SOURCE TEXT ->
>> Begin

Heterogeneous Computing in RACE

The general theme of RACE is parallel computation. This is most obvious in the choice of using actors as the basic programming paradigm, which in a task-parallel execution environment (simultaneous multi-threading or multi-core) translates into parallel computation of actors that can work independently.

Remote Actors or application frameworks such as SHARE extend this towards distributed applications executing in parallel on multiple network nodes.

Contemporary computer systems provide more parallel execution capabilities at the hardware level. The primary example are modern GPUs that typically feature a number of parallel compute units that is two orders of magnitudes larger than even high end CPUs. Even just looking at today's CPU architectures we see support for data parallel (SIMD) processing that is normally under-utilized.

The main idea behind the race-cl module is to extend the range of support for parallel computation in RACE all the way from the macro-cosmos of distributed, networked applications and the cosmos of multi-threading with actors down into the micro-cosmos of specialized parallel hardware such as GPUs and SIMD instruction sets.

Parallel Computing Gamut in RACE

The challenge is to support such specialized hardware in a programming environment that is as much geared towards cross- platform compatibility as a Java Virtual Machine (JVM). Making use of specialized hardware and instruction sets requires more control over machine code generation than what such managed-code environments normally provide. In general, utilizing specialized hardware is optimization, which should only be performed if required and if an application is sufficiently stable since it makes it much harder to maintain and evolve the system.

OpenCL

As a middle ground between using hardware agnostic (JVM) code and vendor- and model- specific native code RACE utilizes OpenCL - a standardized, cross-vendor API for heterogeneous computing managed by the Khronos Group (a vendor consortium).

In a nutshell, OpenCL uses kernels - short pieces of mostly linear, C-like code operating on N-dimensional data sets - that are runtime compiled and transferred from the host CPU to selected computing devices (such as GPUs).

OpenCL

These kernels are then executed in parallel on the selected device, depending on the dimensionality of the data set. In addition, kernel code supports built-in vector types that can facilitate fine-grained SIMD processing.

What makes OpenCL especially attractive is that it abstracts over a wide range of devices and vendors - from discrete GPUs to integrated GPUs all the way to even CPUs. Although the latter seems counter-intuitive it can result in significant acceleration by means of kernel code making use of specialized instruction sets (such as AVX) that are normally not utilized by cross-platform JVMs.

>> End

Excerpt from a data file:
>> Begin

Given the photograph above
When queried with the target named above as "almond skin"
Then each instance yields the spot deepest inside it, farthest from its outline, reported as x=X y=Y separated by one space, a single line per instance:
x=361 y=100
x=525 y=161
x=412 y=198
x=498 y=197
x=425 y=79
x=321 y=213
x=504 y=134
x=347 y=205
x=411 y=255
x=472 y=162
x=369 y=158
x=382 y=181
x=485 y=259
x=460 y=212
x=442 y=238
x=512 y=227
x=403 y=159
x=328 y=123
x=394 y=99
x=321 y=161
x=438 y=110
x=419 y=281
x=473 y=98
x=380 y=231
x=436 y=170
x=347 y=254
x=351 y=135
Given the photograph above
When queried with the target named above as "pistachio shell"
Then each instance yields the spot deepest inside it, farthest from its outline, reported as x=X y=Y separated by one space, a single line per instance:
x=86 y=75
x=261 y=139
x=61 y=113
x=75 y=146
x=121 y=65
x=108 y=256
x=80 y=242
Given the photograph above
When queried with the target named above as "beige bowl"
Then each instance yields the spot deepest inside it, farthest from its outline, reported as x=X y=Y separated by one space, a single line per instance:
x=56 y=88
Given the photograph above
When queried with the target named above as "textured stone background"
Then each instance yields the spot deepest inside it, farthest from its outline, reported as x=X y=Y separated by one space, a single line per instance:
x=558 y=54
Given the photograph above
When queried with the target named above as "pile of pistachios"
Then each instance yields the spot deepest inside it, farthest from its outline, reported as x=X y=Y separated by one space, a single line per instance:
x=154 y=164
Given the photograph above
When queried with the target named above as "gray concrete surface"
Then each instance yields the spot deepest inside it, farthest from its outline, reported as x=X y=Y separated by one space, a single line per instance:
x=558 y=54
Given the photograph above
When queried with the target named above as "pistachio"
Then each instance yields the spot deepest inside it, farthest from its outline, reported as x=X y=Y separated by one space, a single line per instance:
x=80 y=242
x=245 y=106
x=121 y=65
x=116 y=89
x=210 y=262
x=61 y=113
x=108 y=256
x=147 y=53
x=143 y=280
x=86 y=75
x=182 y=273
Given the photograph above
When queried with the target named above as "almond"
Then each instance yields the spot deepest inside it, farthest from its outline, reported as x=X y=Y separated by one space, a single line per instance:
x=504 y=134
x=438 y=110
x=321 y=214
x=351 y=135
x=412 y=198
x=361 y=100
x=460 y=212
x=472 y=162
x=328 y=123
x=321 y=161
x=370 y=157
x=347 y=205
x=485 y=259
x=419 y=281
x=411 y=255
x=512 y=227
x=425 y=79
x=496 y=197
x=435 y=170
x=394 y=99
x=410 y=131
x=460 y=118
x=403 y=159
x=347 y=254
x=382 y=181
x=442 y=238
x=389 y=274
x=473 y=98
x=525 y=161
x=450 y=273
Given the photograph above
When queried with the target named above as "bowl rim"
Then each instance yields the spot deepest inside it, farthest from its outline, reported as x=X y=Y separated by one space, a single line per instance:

>> End

REQUIRED ACTIONS ->
**a)** Echo the part of the heterogeneous computing text that opens with the words containing "The general theme" and closes with "is normally under-utilized.".
**b)** In the heterogeneous computing text, which organization manages OpenCL?
**c)** Finish out the next part of the heterogeneous computing text, starting after its last sentence.
The rows are not needed for this work.

EXPECTED RESPONSES ->
**a)**
The general theme of RACE is parallel computation. This is most obvious in the choice of using actors as the basic programming paradigm, which in a task-parallel execution environment (simultaneous multi-threading or multi-core) translates into parallel computation of actors that can work independently.

Remote Actors or application frameworks such as SHARE extend this towards distributed applications executing in parallel on multiple network nodes.

Contemporary computer systems provide more parallel execution capabilities at the hardware level. The primary example are modern GPUs that typically feature a number of parallel compute units that is two orders of magnitudes larger than even high end CPUs. Even just looking at today's CPU architectures we see support for data parallel (SIMD) processing that is normally under-utilized.

**b)** The Khronos Group, a vendor consortium.

**c)**
However, all this comes at the cost of having to re-factor the data model and having to transfer the data at runtime to the device by means of OpenCL buffers in order to make it accessible to the kernel code. Depending on the selected device this might involve transferring data to completely different memory systems. Moreover, the higher the potential gains from the device are (e.g. discrete GPUs) the more likely it depends on a memory system that is not directly accessible by the host/CPU.

In addition - and unlike accelerated graphics - heterogeneous computation requires round-trips. Once the computation on the device has finished the host (CPU) needs to be notified and then needs to transfer the result data back from the device memory.

On the other hand, the asynchronous nature of device/kernel code execution makes the OpenCL programming model especially suitable for embedding it into a highly concurrent environment such as RACE - device computations can be encapsulated in dedicated actors, not affecting the rest of the system.

It should also be noted that the use of OpenCL results in a polyglot system (using several implementation languages). Due to the simple nature of kernel code (C-99 dialect) this seems acceptable.

Cost/Benefit Relation

Based on the OpenCL programming model described above the central question whether a heterogeneous computing solution if suitable for a given problem comes down to a simple relation: do the potential gains from parallel (device) execution outweigh the additional cost of data transfer to/from the device?

cost/benefit of HC

Unfortunately, the answer is not that simple. It highly depends on both the problem domain and the targeted device:

  1. how easily can the host data model be translated into a simple N-dimensional device data model?
  2. what are the actual transfer costs for the chosen memory/buffer types?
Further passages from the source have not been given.